What the task asks:
Turn every line of the items below into a numbered list, leaving out any blank lines.

Records of labeled boxes

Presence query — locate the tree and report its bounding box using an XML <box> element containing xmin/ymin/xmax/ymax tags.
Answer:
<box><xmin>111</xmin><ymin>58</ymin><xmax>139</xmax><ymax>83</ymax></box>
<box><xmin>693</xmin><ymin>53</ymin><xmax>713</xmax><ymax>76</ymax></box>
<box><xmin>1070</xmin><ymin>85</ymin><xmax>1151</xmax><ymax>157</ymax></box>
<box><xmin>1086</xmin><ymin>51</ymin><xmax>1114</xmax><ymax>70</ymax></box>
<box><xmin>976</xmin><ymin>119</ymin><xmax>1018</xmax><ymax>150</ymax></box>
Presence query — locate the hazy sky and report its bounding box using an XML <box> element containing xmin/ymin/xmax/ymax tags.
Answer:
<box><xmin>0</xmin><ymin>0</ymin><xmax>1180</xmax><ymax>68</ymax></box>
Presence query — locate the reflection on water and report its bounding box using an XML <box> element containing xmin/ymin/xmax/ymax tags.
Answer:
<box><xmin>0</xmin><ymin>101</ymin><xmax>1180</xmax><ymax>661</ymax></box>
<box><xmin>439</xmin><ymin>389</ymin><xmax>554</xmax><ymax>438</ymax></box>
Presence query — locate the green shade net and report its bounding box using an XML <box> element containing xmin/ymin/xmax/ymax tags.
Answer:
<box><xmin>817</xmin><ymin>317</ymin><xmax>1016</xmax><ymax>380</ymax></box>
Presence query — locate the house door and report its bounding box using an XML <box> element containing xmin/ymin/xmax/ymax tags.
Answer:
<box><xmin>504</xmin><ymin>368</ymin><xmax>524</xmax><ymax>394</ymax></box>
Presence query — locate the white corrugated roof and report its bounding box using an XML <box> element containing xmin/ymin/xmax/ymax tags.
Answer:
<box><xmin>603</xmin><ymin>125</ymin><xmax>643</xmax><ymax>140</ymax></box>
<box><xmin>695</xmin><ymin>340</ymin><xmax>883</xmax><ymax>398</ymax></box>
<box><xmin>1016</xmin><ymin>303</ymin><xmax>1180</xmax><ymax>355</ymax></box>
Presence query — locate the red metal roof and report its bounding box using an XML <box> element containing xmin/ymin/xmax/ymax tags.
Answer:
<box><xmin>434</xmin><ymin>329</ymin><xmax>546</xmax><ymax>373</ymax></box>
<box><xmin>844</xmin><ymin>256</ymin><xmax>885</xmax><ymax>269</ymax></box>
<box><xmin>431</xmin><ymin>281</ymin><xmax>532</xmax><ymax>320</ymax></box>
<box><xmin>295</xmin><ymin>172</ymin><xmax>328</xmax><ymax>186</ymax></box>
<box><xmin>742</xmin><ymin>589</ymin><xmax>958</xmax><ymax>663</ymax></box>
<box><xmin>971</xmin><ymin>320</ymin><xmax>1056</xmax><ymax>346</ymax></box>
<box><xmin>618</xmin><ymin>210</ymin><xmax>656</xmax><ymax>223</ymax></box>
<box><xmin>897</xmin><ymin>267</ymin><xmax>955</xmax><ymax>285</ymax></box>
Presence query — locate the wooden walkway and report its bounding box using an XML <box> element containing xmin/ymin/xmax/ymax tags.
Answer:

Reply to the task:
1. Presence query — locate the tree and report its bounding box using an XML <box> element containing xmin/ymin/xmax/ymax tags.
2. Answer:
3. <box><xmin>111</xmin><ymin>58</ymin><xmax>139</xmax><ymax>83</ymax></box>
4. <box><xmin>693</xmin><ymin>53</ymin><xmax>713</xmax><ymax>76</ymax></box>
5. <box><xmin>1070</xmin><ymin>85</ymin><xmax>1151</xmax><ymax>157</ymax></box>
6. <box><xmin>1086</xmin><ymin>51</ymin><xmax>1114</xmax><ymax>70</ymax></box>
7. <box><xmin>976</xmin><ymin>119</ymin><xmax>1018</xmax><ymax>150</ymax></box>
8. Presence query — locate the hazy sky and report its bounding box using an XML <box> element containing xmin/ymin/xmax/ymax tags.
9. Answer:
10. <box><xmin>0</xmin><ymin>0</ymin><xmax>1180</xmax><ymax>68</ymax></box>
11. Presence query — locate the reflection on water and report its bounding box using an XML <box> element containing xmin/ymin/xmax/ymax tags.
12. Answer:
13. <box><xmin>0</xmin><ymin>101</ymin><xmax>1180</xmax><ymax>661</ymax></box>
14. <box><xmin>439</xmin><ymin>389</ymin><xmax>554</xmax><ymax>438</ymax></box>
15. Presence query — locate the green shade net and report its bounding box using an XML <box> element containing xmin/ymin/xmax/ymax tags.
16. Answer:
17. <box><xmin>817</xmin><ymin>317</ymin><xmax>1016</xmax><ymax>380</ymax></box>
18. Presence query — locate the house door and report its bounding box using an XML <box> element containing xmin/ymin/xmax/ymax tags.
19. Answer:
20. <box><xmin>504</xmin><ymin>368</ymin><xmax>524</xmax><ymax>394</ymax></box>
21. Presence query — locate the white corrugated roof and report its bounding box using an XML <box> element containing xmin/ymin/xmax/ymax tags.
22. Answer:
23. <box><xmin>603</xmin><ymin>125</ymin><xmax>643</xmax><ymax>140</ymax></box>
24. <box><xmin>695</xmin><ymin>340</ymin><xmax>883</xmax><ymax>398</ymax></box>
25. <box><xmin>1016</xmin><ymin>303</ymin><xmax>1180</xmax><ymax>355</ymax></box>
26. Presence query — locate the red metal roof and report its bounding box using an XML <box> element containing xmin/ymin/xmax/ymax tags.
27. Answer:
28. <box><xmin>434</xmin><ymin>329</ymin><xmax>546</xmax><ymax>373</ymax></box>
29. <box><xmin>844</xmin><ymin>256</ymin><xmax>885</xmax><ymax>269</ymax></box>
30. <box><xmin>431</xmin><ymin>281</ymin><xmax>532</xmax><ymax>320</ymax></box>
31. <box><xmin>295</xmin><ymin>172</ymin><xmax>328</xmax><ymax>186</ymax></box>
32. <box><xmin>742</xmin><ymin>589</ymin><xmax>958</xmax><ymax>663</ymax></box>
33. <box><xmin>971</xmin><ymin>320</ymin><xmax>1056</xmax><ymax>346</ymax></box>
34. <box><xmin>618</xmin><ymin>210</ymin><xmax>656</xmax><ymax>223</ymax></box>
35. <box><xmin>897</xmin><ymin>267</ymin><xmax>955</xmax><ymax>285</ymax></box>
36. Presence query — locate the wooden walkway and report its bounding box using an XML <box> element containing xmin/ymin/xmax/ymax tags.
37. Answer:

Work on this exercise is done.